• Required work: Write out the entries below without changes, from the line containing "jacket by returning a bounding box for each" up to and including the line containing "[255,237,283,265]". Omit the pictures.

• Stored rows:
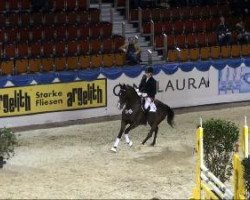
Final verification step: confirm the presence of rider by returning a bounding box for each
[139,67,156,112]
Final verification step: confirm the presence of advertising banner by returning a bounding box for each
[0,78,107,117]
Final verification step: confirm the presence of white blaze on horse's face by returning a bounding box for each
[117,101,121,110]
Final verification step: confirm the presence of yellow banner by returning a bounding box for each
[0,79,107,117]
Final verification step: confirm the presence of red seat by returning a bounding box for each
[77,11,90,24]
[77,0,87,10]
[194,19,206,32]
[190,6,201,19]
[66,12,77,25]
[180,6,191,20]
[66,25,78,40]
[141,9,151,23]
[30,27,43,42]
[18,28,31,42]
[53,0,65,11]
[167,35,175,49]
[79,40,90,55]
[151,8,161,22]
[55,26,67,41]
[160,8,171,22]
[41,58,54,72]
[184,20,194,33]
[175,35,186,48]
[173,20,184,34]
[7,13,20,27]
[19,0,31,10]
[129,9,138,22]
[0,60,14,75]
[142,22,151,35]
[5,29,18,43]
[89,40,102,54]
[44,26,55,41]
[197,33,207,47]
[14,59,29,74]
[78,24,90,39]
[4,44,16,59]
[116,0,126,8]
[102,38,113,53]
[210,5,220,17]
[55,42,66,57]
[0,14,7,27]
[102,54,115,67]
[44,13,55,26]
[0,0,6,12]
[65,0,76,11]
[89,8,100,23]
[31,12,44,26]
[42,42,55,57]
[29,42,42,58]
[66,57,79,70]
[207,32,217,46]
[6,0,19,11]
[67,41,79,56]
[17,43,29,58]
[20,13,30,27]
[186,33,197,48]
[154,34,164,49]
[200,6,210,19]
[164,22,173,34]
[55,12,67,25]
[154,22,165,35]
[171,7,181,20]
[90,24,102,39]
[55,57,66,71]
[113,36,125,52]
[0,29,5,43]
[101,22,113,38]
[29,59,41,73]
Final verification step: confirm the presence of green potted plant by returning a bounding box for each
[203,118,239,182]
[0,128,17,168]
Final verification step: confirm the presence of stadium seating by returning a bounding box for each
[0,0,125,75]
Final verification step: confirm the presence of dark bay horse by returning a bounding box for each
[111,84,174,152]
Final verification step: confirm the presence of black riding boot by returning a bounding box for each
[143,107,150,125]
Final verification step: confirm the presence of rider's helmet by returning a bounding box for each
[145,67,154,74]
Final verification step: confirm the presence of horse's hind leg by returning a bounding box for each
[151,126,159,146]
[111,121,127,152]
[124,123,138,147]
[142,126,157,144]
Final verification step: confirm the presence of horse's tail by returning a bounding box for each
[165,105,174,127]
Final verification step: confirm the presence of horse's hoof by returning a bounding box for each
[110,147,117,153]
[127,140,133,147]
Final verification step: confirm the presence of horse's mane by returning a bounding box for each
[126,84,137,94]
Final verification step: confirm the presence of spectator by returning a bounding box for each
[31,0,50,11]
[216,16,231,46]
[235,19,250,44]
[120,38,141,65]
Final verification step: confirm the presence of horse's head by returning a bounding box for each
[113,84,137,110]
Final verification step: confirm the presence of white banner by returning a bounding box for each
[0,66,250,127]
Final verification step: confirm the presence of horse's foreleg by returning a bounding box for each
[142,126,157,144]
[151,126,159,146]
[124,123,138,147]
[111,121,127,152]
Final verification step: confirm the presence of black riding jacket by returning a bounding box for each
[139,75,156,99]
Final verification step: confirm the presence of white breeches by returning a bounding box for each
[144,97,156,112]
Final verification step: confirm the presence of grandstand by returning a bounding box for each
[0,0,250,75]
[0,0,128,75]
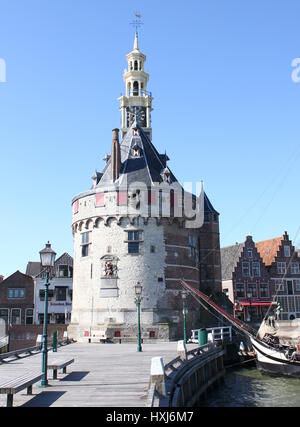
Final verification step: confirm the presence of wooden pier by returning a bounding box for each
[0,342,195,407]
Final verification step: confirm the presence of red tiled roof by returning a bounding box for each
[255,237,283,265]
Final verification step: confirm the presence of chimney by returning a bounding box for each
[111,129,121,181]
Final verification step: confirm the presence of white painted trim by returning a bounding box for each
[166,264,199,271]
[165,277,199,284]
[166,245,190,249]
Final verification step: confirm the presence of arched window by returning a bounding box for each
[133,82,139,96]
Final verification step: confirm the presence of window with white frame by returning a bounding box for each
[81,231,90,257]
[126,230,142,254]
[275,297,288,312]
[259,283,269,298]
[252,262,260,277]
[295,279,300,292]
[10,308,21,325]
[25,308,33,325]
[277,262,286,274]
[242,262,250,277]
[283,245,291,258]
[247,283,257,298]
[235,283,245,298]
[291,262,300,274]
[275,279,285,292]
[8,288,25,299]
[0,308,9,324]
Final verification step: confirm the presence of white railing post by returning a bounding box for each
* * *
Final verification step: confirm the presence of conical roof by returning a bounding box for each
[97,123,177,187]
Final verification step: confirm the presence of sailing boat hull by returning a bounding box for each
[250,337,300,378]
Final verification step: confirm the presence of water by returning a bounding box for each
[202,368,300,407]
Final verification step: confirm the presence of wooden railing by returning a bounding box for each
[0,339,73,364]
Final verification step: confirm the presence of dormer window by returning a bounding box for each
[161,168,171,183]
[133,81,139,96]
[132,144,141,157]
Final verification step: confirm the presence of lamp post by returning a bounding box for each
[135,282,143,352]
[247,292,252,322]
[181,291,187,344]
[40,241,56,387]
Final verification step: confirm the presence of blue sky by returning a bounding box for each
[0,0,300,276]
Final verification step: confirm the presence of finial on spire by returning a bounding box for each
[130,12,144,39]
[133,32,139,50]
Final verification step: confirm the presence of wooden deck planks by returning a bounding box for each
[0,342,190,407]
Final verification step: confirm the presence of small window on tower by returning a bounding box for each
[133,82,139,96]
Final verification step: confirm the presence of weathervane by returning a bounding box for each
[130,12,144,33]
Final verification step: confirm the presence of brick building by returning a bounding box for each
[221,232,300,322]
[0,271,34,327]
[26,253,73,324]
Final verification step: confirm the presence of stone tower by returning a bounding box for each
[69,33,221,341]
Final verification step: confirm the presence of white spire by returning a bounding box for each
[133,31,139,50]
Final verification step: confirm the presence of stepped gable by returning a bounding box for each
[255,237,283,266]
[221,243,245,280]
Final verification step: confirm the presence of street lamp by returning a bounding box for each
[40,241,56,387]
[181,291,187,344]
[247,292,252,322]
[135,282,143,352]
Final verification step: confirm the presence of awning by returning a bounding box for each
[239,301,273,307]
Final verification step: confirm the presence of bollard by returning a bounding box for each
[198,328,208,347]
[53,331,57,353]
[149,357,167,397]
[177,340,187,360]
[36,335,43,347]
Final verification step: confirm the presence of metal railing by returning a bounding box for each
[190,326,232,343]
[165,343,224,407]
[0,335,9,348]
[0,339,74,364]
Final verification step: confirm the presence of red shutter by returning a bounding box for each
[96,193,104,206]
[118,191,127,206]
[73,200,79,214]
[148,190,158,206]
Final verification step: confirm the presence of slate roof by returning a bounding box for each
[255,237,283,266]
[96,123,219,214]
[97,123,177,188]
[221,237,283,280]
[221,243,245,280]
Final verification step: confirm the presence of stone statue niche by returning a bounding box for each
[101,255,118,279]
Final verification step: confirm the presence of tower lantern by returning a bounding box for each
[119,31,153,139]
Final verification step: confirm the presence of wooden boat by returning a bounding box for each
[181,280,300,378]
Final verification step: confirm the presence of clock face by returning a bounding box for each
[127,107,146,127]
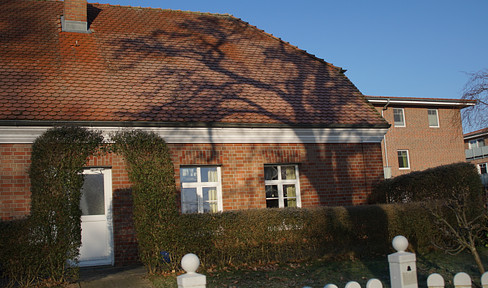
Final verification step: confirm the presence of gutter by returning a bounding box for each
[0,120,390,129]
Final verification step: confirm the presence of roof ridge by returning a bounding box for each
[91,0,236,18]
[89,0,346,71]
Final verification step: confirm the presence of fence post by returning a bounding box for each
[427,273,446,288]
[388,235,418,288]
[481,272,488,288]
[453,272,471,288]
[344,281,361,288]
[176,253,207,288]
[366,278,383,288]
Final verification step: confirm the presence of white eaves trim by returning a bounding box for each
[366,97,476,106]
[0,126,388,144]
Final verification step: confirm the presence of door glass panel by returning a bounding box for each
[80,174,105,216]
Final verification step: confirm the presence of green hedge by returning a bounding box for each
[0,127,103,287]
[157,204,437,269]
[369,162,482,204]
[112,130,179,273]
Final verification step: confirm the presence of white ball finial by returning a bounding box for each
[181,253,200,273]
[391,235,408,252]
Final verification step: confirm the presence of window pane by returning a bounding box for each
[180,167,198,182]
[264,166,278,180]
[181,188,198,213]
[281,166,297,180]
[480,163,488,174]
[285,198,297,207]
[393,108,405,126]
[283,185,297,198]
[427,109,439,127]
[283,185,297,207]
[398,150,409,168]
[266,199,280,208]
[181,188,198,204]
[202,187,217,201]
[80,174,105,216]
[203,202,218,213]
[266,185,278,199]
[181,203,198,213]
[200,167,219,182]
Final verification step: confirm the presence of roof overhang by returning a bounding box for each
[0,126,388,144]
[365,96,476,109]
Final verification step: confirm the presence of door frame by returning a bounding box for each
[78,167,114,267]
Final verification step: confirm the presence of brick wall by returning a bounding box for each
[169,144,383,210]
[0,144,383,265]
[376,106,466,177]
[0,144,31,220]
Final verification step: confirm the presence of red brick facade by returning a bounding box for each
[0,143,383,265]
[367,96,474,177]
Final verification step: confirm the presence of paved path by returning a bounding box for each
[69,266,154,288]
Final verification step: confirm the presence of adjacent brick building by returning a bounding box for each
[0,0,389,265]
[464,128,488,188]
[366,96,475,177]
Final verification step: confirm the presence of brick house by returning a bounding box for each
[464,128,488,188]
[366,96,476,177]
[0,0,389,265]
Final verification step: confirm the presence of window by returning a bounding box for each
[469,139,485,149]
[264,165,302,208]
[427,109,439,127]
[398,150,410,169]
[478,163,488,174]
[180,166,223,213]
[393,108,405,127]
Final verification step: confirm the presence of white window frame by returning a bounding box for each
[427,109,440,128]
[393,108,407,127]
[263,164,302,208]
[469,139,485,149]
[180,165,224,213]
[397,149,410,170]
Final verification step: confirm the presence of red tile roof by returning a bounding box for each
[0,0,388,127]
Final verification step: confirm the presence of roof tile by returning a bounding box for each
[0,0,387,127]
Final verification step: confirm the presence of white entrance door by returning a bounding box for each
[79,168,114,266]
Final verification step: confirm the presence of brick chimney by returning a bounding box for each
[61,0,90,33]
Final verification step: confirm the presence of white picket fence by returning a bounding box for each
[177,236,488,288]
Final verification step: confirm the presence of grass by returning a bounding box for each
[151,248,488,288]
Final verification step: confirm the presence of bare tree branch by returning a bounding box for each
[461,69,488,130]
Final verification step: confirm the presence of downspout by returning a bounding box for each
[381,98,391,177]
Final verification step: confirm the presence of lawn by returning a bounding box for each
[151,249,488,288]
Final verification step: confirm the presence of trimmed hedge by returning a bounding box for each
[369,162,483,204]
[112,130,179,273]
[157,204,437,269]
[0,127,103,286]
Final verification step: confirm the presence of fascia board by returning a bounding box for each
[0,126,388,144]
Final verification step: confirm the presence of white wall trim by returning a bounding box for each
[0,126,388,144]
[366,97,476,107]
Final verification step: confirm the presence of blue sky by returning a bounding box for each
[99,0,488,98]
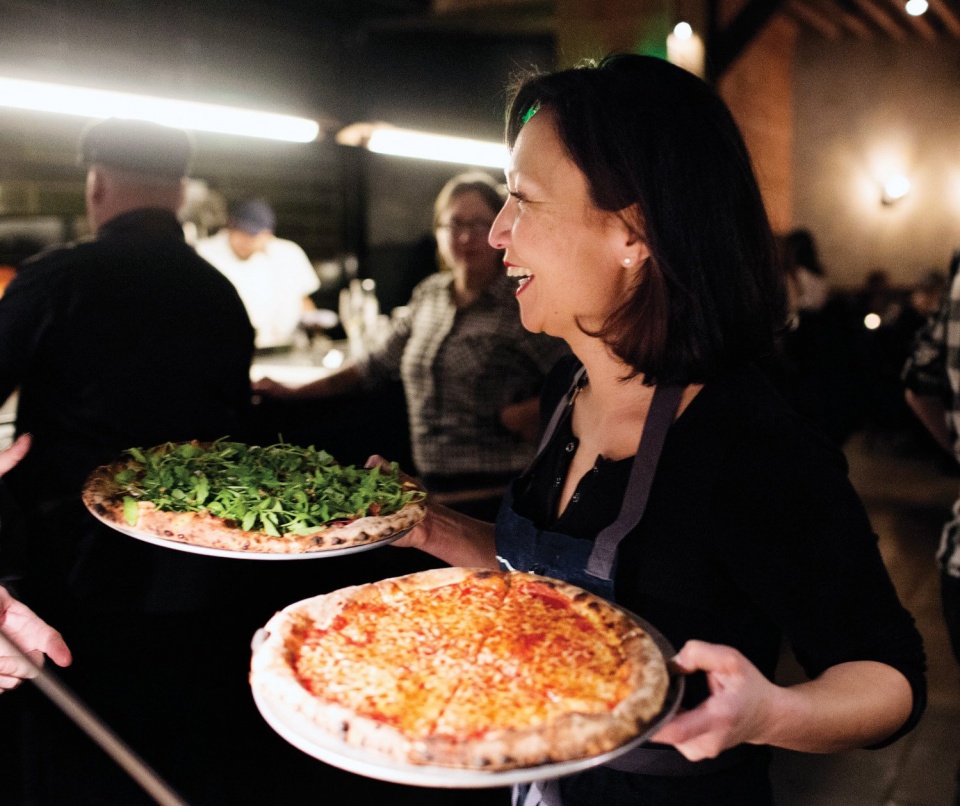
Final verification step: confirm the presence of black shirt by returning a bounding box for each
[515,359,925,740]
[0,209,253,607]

• Result below:
Final verification step: confirm the presence of black riding jacket by returning a bounding box for each
[139,75,156,99]
Final verification step: confirm the presence of white breeches by returning a bounding box for each
[144,97,156,112]
Final verification step: confirm the presence of grandstand by returning a bounding box for each
[0,0,250,75]
[0,0,128,75]
Final verification step: confirm the presence of wooden pier by returning a bounding box for each
[0,342,195,407]
Final verification step: confirm the presence of red tiled roof by returning a bounding box for each
[255,237,283,265]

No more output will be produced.